#### Teks Bacaan
Selasa, 07 Agustus 2012

Tindakan Kriminal Oleh Anak


Pada tanggal 19 Juli 2012 lalu, masyarakat dikejutkan oleh pemberitaan kasus pembunuhan ayah dan anak  yang terjadi di Depok. Kepolisian menangkap pelaku pembunuhan terhadap Jordan Raturomon (50) dan anaknya Edward Raturomon (22). Salah satu pelaku yakni berinisial A masih berusia 14 tahun. Pelaku dijerat dengan pasal 338 KUHP tentang pembunuhan dengan ancaman hukuman 12 tahun penjara. (http://megapolitan.kompas.com)

#### Perintah Latihan
a: Sebutkan semua orang yang disebut dalam teks bacaan tentang kasus pembunuhan di Depok, baik dengan nama lengkap maupun dengan inisial.
b: Terjemahkan kalimat dari teks bacaan ini ke dalam bahasa Inggris: "Pelaku dijerat dengan pasal 338 KUHP tentang pembunuhan dengan ancaman hukuman 12 tahun penjara."
Butir-butir yang tercantum sesudah ini tidak digunakan dalam latihan ini.

#### Butir yang Disediakan
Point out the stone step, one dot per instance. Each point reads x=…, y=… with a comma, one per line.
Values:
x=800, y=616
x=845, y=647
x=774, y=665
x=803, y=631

#### Jawaban Setiap Tugas
a: Jordan Raturomon, Edward Raturomon, dan pelaku berinisial A.

b: The perpetrator was charged under Article 338 of the Criminal Code on murder, which carries a penalty of 12 years in prison.